** BEGIN Source **

Photo credit @watchrookie
THE EVOLUTION OF THE PATEK PHILIPPE PERPETUAL CHRONOGRAPH
Patek Philippe gave us the Perpetual Chronograph in the early ‘40s. Now considered the most important Patek Philippe watch ever, it has continued to evolve to the present day. While the materials vary and case sizes have changed, the classic good looks have not. The round case with three dials is classic PP styling. The moon phase has been a feature of each of the iterations. Patek Philippe combined classic looks with the right complications. The Perpetual Chronograph is a first in the history of watchmaking.
A WORD ABOUT THE MOVEMENTS THAT MADE THIS WATCH HAPPEN
Before you get into the evolution of the PP Perpetual Chronograph, it is important to touch on the movements that make these watches go. Don’t underestimate the importance of the movement in a watch like this.
THE VALJOUX MOVEMENT
Remember that the Perpetual Calendar was a complication never done before the early ‘40s. The majority of mechanical chronograph watches on the market today use a Valjoux movement or variant thereof. In place of a column wheel, Valjoux designed a three-plane cam system consisting of the main plate, calendar plate, and chronograph top plate. Levers push a cam back and forth which drives the stopwatch mechanism. This versatile movement is referred to as a coulisse-lever escapement. Displays can be customized by adding or eliminating a date window or adding or subtracting a subdial. It is common for a watch company to purchase the movement and alter it in-house to their specifications.
LEMANIA IN THE MIX
Lemania was founded in 1884 by Alfred Lugrin. Before he passed away in 1920. he was a laborer at Jaeger-LeCoultre. Due to the outstanding quality of his watch movements, Lugrin received top awards and gold medals at exhibitions in 1906 in Milan and in 1914 in Bern. He was an expert in the production of chronographs, stopwatches, and repeaters. To drive home the point, Lemania’s Calibre 1873 (Omega Calibre 861) became famous with the Omega Speedmaster, which in 1962 was selected by NASA for manned space flights. Inside the case of Neil Armstrong's Speedmaster was a Lemania movement. Take a minute and put that in perspective. The movement was created decades earlier. Lemania was a man ahead of his time. Patek Philippe used both the Valjoux and the Lemania movements in their Perpetual Calendar Chronographs. After 2011, PP shifted to an in-house movement which is in use today.

** END Source **

Required task: According to the article on the Patek Philippe Perpetual Chronograph, what kind of movement did Patek Philippe shift to after 2011?

** BEGIN Record list **

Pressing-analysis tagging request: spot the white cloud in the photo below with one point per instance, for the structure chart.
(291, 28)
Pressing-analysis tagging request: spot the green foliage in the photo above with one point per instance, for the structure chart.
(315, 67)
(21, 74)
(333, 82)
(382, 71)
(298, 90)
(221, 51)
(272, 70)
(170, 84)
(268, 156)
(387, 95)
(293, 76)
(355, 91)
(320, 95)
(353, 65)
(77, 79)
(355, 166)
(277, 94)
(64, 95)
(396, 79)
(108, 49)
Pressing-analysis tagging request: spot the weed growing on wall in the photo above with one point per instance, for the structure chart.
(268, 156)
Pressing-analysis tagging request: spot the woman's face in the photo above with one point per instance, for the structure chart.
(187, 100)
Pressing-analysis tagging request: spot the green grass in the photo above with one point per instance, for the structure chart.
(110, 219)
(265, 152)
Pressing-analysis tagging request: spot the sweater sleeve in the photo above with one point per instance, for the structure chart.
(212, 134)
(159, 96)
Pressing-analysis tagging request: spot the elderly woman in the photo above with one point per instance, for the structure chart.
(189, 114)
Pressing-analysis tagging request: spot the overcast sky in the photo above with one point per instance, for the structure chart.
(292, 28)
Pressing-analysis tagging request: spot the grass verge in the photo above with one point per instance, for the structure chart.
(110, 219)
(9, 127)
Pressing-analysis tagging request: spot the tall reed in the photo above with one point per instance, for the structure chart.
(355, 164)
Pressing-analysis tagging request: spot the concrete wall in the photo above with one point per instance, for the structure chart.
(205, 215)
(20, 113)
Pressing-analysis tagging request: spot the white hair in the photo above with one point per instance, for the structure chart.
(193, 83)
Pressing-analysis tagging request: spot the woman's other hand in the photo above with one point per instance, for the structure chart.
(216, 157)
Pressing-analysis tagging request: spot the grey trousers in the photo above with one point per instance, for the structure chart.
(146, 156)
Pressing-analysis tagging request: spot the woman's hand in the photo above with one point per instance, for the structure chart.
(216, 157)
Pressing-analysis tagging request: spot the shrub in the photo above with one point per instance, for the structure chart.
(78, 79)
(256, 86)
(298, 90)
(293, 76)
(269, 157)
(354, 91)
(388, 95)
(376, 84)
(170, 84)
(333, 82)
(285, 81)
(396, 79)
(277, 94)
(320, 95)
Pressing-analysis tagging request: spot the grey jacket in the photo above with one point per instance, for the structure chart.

** END Record list **

Completed exercise: An in-house movement, which is still in use today.